*Written tasks*.
a. Copy out verbatim the part of the Tony Millan biography below that opens with the words containing "Anthony Millan, known" and closes with "produced three children.".
b. Decide whether each statement agrees with the Tony Millan biography below. Answer yes or no, and quote the deciding words of the biography exactly. (i) Millan was born in Edmonton in 1946. (ii) Millan married Marilyn J Honig in 1981. (iii) In Lame Ducks, Millan played Tucker.
c. Shorten the paragraph of the Tony Millan biography below that begins "Anthony Millan, known professionally as Tony Millan" and keep its main facts.

*Passage provided*.

☆ ☆ ☆

= Tony Millan =

British actor and scriptwriter

Anthony Millan, known professionally as Tony Millan, is a British character actor and television comedy scriptwriter. Millan appeared in numerous roles, predominantly in sitcoms and drama series on British television throughout the 1980s and 1990s.

==Early life==
Millan was born in Edmonton, London, England in 1946. He was educated in London and trained there as an actor.

==Career==
Millan has had a career in British television spanning several decades.

==Personal life==
Millan married Marilyn J Honig in 1971 in London. The marriage produced three children.

==Selected filmography==
- The Girls of Slender Means (3 episodes, 1975) as Ernest Claymore
- Holding On (1977) as officer in trench
- Citizen Smith (1977–1980) as Tucker
- Mixed Blessings (1980) as Giovanni
- Holding the Fort (1980) as Daniel
- L for Lester (3 episodes, 1982) as Sid
- Lame Ducks (series 1 and 2, 1984–1985) as Maurice
- Roll Over Beethoven (1985) as waiter
- The Lenny Henry Show (2 episodes, 1985)

☆ ☆ ☆

*Provided records*.
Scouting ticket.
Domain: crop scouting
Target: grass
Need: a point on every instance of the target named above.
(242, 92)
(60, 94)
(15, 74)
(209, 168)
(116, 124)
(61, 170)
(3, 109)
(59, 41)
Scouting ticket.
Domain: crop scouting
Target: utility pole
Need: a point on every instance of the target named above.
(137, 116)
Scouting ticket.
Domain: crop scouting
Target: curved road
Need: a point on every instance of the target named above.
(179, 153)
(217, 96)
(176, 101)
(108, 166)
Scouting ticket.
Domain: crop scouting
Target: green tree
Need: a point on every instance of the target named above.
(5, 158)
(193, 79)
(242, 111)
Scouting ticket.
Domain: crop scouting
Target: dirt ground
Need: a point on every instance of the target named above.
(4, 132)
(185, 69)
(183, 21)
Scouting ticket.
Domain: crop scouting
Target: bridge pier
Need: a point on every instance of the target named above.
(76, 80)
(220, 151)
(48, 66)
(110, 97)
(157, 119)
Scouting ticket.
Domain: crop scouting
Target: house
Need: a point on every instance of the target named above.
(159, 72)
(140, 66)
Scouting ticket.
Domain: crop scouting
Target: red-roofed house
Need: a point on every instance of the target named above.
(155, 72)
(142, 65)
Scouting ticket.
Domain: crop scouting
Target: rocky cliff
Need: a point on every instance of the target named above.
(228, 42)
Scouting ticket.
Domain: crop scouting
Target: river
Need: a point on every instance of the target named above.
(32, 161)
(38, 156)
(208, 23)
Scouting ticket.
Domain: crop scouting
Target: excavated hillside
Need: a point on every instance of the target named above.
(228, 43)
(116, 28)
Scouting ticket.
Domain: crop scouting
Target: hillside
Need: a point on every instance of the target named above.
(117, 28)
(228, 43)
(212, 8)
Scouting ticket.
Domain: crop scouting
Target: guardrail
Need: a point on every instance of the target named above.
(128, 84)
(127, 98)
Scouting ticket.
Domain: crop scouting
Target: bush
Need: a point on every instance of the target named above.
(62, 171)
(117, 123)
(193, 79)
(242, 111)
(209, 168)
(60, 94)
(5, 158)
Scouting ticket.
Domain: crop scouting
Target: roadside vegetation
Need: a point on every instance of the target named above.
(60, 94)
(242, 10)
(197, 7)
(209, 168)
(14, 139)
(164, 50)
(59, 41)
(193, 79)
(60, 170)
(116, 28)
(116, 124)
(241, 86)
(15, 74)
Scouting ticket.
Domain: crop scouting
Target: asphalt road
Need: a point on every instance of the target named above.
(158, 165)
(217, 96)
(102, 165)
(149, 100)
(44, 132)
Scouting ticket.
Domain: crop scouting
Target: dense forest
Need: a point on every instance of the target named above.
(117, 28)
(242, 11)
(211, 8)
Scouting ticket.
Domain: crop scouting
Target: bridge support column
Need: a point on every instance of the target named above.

☆ ☆ ☆

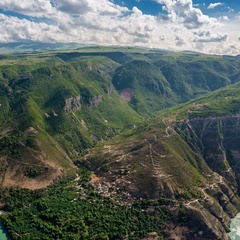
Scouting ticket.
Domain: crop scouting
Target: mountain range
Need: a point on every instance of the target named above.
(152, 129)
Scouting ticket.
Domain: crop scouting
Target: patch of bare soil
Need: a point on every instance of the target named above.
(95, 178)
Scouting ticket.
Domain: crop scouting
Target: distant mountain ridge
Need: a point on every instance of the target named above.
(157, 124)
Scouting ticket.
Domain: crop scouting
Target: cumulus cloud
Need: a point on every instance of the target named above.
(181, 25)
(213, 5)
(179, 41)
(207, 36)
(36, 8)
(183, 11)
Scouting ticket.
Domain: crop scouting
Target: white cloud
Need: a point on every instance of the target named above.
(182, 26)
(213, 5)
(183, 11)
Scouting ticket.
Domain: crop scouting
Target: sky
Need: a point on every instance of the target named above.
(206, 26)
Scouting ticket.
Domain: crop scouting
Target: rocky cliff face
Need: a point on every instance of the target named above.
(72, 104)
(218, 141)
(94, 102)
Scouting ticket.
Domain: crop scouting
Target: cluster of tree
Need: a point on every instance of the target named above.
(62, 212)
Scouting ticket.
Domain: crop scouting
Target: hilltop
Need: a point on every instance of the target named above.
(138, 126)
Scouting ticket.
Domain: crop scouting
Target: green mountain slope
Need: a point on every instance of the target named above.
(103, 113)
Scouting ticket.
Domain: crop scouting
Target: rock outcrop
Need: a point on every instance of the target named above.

☆ ☆ ☆

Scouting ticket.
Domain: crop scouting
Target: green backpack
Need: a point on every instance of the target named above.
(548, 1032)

☆ ☆ ☆

*Answers per task*.
a.
Anthony Millan, known professionally as Tony Millan, is a British character actor and television comedy scriptwriter. Millan appeared in numerous roles, predominantly in sitcoms and drama series on British television throughout the 1980s and 1990s.

==Early life==
Millan was born in Edmonton, London, England in 1946. He was educated in London and trained there as an actor.

==Career==
Millan has had a career in British television spanning several decades.

==Personal life==
Millan married Marilyn J Honig in 1971 in London. The marriage produced three children.

b.
(i) Yes: "Millan was born in Edmonton, London, England in 1946."
(ii) No: "Millan married Marilyn J Honig in 1971 in London."
(iii) No: "Lame Ducks (series 1 and 2, 1984–1985) as Maurice"

c. Anthony Millan, professionally Tony Millan, is a British character actor and television comedy scriptwriter. He played many roles on British television in the 1980s and 1990s, mostly in sitcoms and drama series.